Locate every line in the records below that contains the word "measured", and copy each one.
◇ ◇ ◇
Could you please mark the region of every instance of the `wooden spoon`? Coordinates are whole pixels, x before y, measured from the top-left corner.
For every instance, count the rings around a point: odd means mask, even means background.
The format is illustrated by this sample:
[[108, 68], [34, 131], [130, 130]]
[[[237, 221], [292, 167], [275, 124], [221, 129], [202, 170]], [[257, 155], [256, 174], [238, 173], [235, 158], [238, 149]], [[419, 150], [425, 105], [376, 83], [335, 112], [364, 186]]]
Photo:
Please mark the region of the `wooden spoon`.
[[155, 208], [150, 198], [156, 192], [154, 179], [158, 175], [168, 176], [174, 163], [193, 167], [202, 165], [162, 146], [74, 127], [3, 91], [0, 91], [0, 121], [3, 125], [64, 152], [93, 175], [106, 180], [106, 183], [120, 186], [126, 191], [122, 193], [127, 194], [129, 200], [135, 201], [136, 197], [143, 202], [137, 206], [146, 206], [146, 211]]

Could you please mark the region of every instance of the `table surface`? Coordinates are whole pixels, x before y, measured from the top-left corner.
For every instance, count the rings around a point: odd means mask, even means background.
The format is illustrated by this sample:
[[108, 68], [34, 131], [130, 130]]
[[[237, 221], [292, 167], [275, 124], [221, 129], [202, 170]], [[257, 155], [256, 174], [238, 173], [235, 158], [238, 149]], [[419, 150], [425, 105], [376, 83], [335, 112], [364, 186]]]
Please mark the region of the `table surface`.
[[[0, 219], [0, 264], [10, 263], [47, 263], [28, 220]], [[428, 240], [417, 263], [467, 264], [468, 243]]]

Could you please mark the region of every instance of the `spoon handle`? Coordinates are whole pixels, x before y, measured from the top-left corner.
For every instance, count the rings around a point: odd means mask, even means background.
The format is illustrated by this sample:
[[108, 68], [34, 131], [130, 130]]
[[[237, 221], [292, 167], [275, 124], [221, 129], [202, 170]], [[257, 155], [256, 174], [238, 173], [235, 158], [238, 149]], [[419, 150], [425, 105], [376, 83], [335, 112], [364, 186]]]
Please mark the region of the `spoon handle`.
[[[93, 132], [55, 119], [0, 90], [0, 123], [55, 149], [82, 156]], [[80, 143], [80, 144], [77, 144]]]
◇ ◇ ◇
ANSWER BELOW
Could you please mark the region of every instance of the `wooden spoon`? Coordinates are whole pixels, x before y, measured from the top-left corner.
Could you please mark the region of every instance of the `table surface`? Coordinates are whole pixels, x before y, measured from the top-left corner.
Could you please mark the region of every instance of the `spoon handle`? Coordinates are whole pixels, x before y, measured from the top-left corner.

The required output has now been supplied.